STUDY MATERIAL —

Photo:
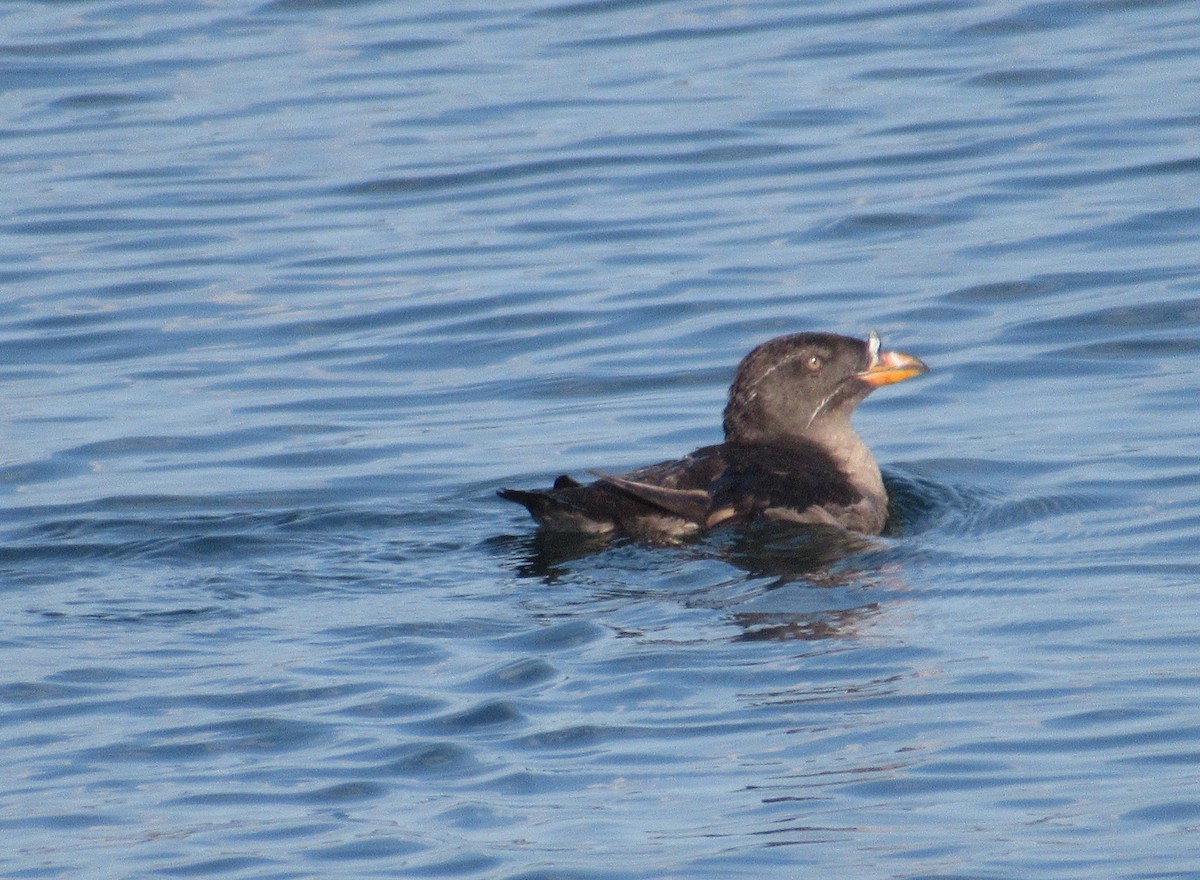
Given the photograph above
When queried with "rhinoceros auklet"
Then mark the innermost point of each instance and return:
(790, 453)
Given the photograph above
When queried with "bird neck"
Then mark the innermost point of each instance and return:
(852, 456)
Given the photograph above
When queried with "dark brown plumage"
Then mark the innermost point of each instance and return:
(790, 453)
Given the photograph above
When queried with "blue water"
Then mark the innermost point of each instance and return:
(288, 291)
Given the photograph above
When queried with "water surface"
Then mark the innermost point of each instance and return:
(291, 289)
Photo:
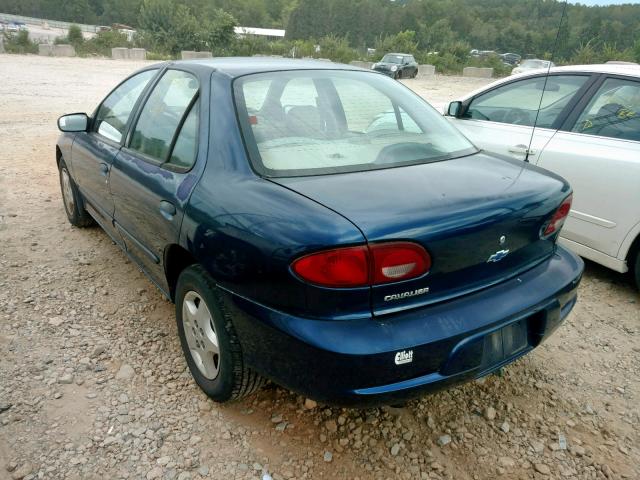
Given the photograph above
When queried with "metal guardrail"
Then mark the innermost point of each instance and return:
(7, 17)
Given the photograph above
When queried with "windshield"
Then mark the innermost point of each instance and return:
(392, 59)
(311, 122)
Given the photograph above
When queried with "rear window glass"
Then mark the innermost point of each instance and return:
(311, 122)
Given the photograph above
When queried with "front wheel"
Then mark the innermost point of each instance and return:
(72, 199)
(208, 339)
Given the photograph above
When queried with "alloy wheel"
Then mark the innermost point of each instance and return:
(201, 335)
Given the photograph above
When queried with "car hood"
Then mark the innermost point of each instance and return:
(458, 209)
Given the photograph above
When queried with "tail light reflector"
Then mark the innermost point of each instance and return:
(560, 215)
(364, 265)
(395, 261)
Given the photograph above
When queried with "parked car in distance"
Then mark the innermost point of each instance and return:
(307, 236)
(397, 65)
(588, 131)
(532, 64)
(511, 58)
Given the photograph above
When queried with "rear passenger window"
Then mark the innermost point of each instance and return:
(168, 104)
(517, 103)
(186, 146)
(613, 112)
(113, 115)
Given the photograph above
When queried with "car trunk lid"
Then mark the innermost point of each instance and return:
(479, 217)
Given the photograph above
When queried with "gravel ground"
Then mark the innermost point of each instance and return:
(93, 383)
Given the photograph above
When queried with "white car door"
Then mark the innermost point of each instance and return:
(501, 119)
(598, 151)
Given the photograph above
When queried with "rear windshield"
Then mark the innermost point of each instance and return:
(312, 122)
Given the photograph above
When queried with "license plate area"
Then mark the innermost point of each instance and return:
(484, 350)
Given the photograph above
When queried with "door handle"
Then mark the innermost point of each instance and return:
(167, 210)
(522, 149)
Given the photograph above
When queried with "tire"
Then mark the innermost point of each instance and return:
(72, 199)
(220, 372)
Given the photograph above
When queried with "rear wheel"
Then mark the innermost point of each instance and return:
(208, 338)
(72, 199)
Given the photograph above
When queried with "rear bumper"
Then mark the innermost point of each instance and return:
(360, 362)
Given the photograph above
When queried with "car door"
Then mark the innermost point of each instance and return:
(153, 175)
(92, 153)
(598, 151)
(501, 119)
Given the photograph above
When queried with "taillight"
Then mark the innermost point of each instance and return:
(364, 265)
(560, 215)
(341, 267)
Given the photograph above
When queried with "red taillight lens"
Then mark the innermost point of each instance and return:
(560, 215)
(364, 265)
(342, 267)
(392, 262)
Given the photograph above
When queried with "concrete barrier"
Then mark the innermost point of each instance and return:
(45, 49)
(120, 53)
(358, 63)
(477, 72)
(190, 55)
(137, 54)
(64, 51)
(426, 70)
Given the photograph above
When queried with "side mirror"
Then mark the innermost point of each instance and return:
(74, 122)
(455, 109)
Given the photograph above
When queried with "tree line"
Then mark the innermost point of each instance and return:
(440, 32)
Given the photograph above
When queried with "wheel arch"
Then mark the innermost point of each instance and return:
(634, 249)
(176, 259)
(630, 244)
(58, 156)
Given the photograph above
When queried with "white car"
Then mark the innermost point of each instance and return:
(588, 131)
(532, 64)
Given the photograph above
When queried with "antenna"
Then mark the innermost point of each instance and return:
(546, 78)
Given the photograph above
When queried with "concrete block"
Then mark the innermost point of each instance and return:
(358, 63)
(64, 51)
(120, 53)
(426, 70)
(477, 72)
(137, 54)
(45, 49)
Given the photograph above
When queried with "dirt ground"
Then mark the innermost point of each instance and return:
(93, 384)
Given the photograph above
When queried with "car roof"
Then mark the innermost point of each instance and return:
(610, 68)
(238, 66)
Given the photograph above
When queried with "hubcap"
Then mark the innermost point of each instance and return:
(67, 192)
(201, 335)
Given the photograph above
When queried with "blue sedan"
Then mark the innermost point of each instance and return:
(320, 226)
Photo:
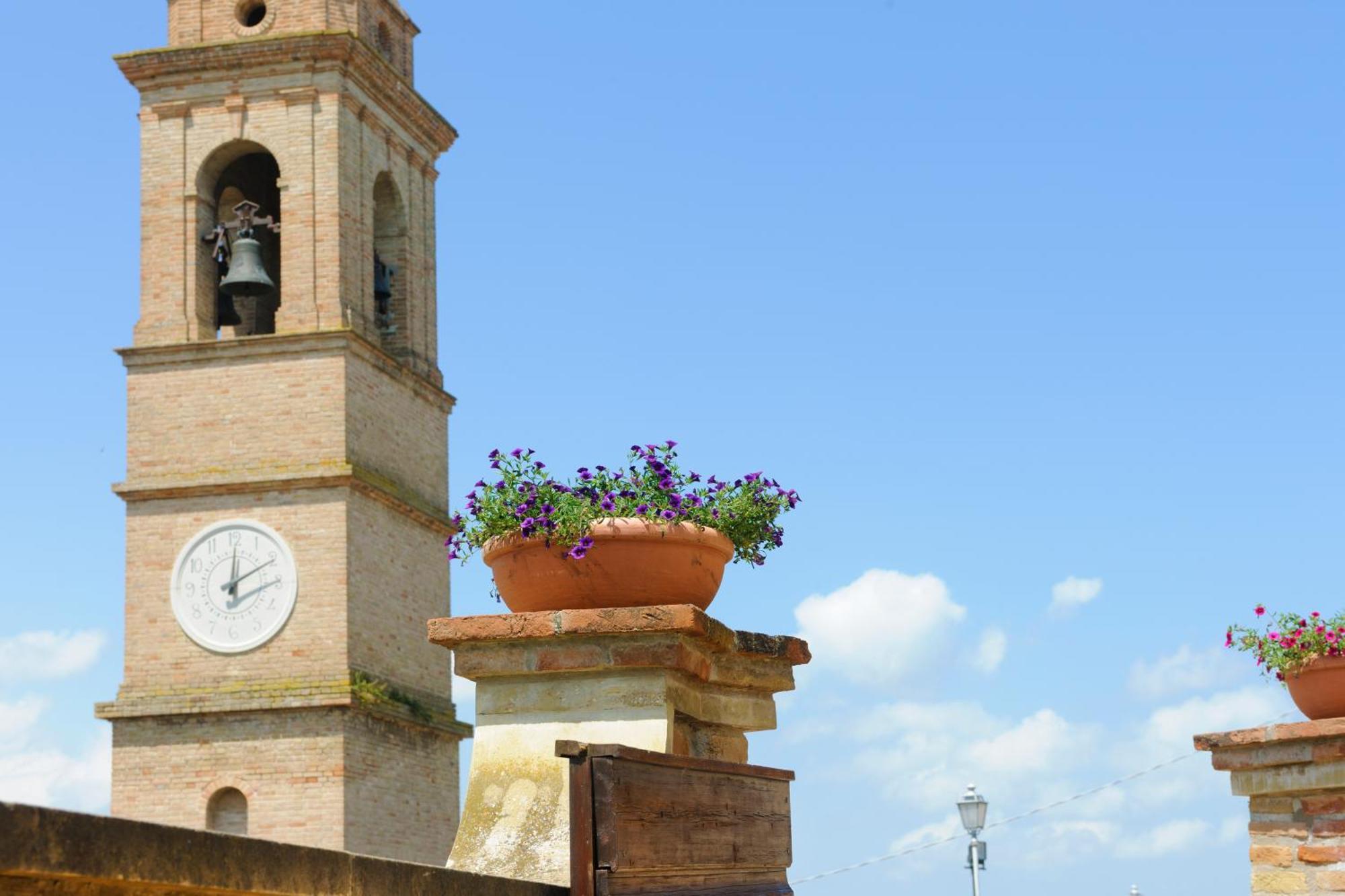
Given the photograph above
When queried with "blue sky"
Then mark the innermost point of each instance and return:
(1012, 294)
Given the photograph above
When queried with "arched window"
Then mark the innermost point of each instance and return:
(389, 275)
(228, 811)
(239, 171)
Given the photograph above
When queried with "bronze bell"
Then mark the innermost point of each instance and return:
(383, 284)
(247, 274)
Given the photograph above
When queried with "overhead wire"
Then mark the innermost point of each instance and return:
(909, 850)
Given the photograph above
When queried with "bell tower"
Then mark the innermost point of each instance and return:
(287, 455)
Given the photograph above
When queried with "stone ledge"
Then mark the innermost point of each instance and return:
(436, 713)
(48, 850)
(1270, 733)
(683, 619)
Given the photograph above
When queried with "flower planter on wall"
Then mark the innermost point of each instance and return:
(633, 563)
(1319, 689)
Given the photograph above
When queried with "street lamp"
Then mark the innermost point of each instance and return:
(973, 809)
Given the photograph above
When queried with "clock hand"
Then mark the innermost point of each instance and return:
(233, 583)
(233, 573)
(243, 598)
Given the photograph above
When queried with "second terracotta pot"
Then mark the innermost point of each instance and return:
(1319, 690)
(633, 563)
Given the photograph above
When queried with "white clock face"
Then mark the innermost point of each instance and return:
(235, 585)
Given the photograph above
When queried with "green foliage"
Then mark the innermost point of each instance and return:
(375, 692)
(527, 501)
(1289, 641)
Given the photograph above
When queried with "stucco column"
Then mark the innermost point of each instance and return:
(1295, 776)
(664, 678)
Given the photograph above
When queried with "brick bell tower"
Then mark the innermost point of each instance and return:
(287, 455)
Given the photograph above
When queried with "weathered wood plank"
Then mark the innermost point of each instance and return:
(735, 884)
(656, 817)
(582, 827)
(571, 748)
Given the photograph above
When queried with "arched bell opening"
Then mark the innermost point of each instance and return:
(236, 173)
(391, 270)
(227, 811)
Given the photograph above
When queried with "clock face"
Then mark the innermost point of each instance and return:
(235, 585)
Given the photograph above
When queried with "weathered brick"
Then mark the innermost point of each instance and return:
(1278, 881)
(1316, 854)
(570, 657)
(332, 431)
(1280, 856)
(1273, 805)
(1330, 805)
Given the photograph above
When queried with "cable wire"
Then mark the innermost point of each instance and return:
(1013, 818)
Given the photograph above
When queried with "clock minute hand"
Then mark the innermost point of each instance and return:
(229, 585)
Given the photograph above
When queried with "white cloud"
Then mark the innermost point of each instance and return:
(17, 720)
(46, 776)
(1165, 838)
(926, 754)
(991, 651)
(880, 627)
(1183, 670)
(48, 654)
(1073, 594)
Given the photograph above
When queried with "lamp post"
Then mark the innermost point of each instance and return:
(973, 809)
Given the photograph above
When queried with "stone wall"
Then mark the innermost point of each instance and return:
(1295, 779)
(50, 852)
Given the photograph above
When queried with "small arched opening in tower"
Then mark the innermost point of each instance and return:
(228, 811)
(237, 171)
(391, 270)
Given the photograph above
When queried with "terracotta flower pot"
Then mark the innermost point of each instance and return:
(633, 563)
(1319, 690)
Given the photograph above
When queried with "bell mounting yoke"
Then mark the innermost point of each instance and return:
(244, 224)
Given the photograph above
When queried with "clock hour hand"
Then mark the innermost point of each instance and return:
(233, 583)
(233, 575)
(245, 596)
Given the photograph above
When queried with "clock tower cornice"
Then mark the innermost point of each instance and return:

TASK REQUIREMENTS —
Wherever the word "wire" occurs in the data, copy that whole line.

OUTPUT FOR THIS TASK —
When queried with "overhead wire"
When queried with "cable wire"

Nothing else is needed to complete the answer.